L’objectif est clair, il s’agit de subventionner davantage le patronat et de moins le solliciter. Mais alors qui payera la dette de 2 834,3 milliards d’euros et la balance déficitaire atteignant 77,6 milliards d’euros, qu’elle présente en préambule de ses mesures économiques, et qu’elle s’est déclarée attachée à rembourser ? Il ne s’agira pas d’aller chercher dans les poches du patronat, à rebours Marine Le Pen, défend le projet du « Fonds Souverain Français (FSF), qui propose « aux français de s’associer [à la politique économique portée par le RN], à travers la mobilisation de leur épargne. Cette épargne atteint aujourd’hui des niveaux très élevés et il apparaît pertinent de l’orienter vers le développement économique de notre pays […]. Garantissant une rémunération d’au moins 2 % aux Français qui y auront investi, il sera destiné à l’investissement, dans l’économie française. […] Une sélection rigoureuse dans les choix d’investissement permettra à la Nation de disposer d’un fonds pérenne, qui contribuera de manière déterminante à la croissance, à l’emploi et au bien-être des Français. » En proposant de devenir « actionnaire de la maison française, investisseur et donc acteur du redressement national », Marine Le Pen souhaite en réalité se servir de l’épargne des travailleurs pour financer des projets portés par le marché financier et visant la rentabilité. Autrement dit, de l’argent de plus dans les poches du patronat. Derrière le même mot d’ordre,« redonner du pouvoir d’achat à la population », la candidate d’extrême-droite souhaite également privatiser l’audiovisuel, ce qui au-delà de poser problème quant à la question du contenu, engraissera les plus riches.

* [DONNÉES FOURNIES]:

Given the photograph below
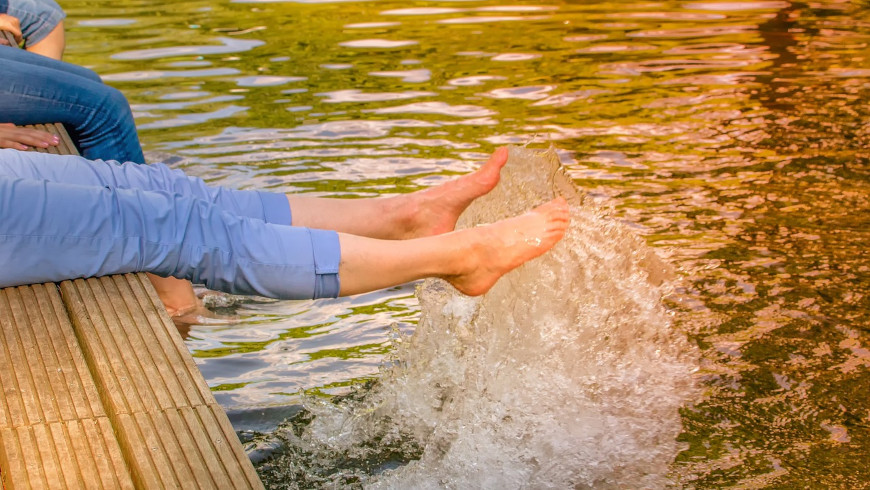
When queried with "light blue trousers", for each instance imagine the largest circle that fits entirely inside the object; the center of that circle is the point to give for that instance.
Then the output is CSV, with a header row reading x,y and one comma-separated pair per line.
x,y
66,217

* [OBJECTIF FIXÉ]:
Recopiez mot pour mot, s'il vous plaît, l'intégralité du texte sur les mesures économiques de Marine Le Pen. Les données fournies ne servent à rien ici.

* [RÉSULTAT ATTENDU]:
L’objectif est clair, il s’agit de subventionner davantage le patronat et de moins le solliciter. Mais alors qui payera la dette de 2 834,3 milliards d’euros et la balance déficitaire atteignant 77,6 milliards d’euros, qu’elle présente en préambule de ses mesures économiques, et qu’elle s’est déclarée attachée à rembourser ? Il ne s’agira pas d’aller chercher dans les poches du patronat, à rebours Marine Le Pen, défend le projet du « Fonds Souverain Français (FSF), qui propose « aux français de s’associer [à la politique économique portée par le RN], à travers la mobilisation de leur épargne. Cette épargne atteint aujourd’hui des niveaux très élevés et il apparaît pertinent de l’orienter vers le développement économique de notre pays […]. Garantissant une rémunération d’au moins 2 % aux Français qui y auront investi, il sera destiné à l’investissement, dans l’économie française. […] Une sélection rigoureuse dans les choix d’investissement permettra à la Nation de disposer d’un fonds pérenne, qui contribuera de manière déterminante à la croissance, à l’emploi et au bien-être des Français. » En proposant de devenir « actionnaire de la maison française, investisseur et donc acteur du redressement national », Marine Le Pen souhaite en réalité se servir de l’épargne des travailleurs pour financer des projets portés par le marché financier et visant la rentabilité. Autrement dit, de l’argent de plus dans les poches du patronat. Derrière le même mot d’ordre,« redonner du pouvoir d’achat à la population », la candidate d’extrême-droite souhaite également privatiser l’audiovisuel, ce qui au-delà de poser problème quant à la question du contenu, engraissera les plus riches.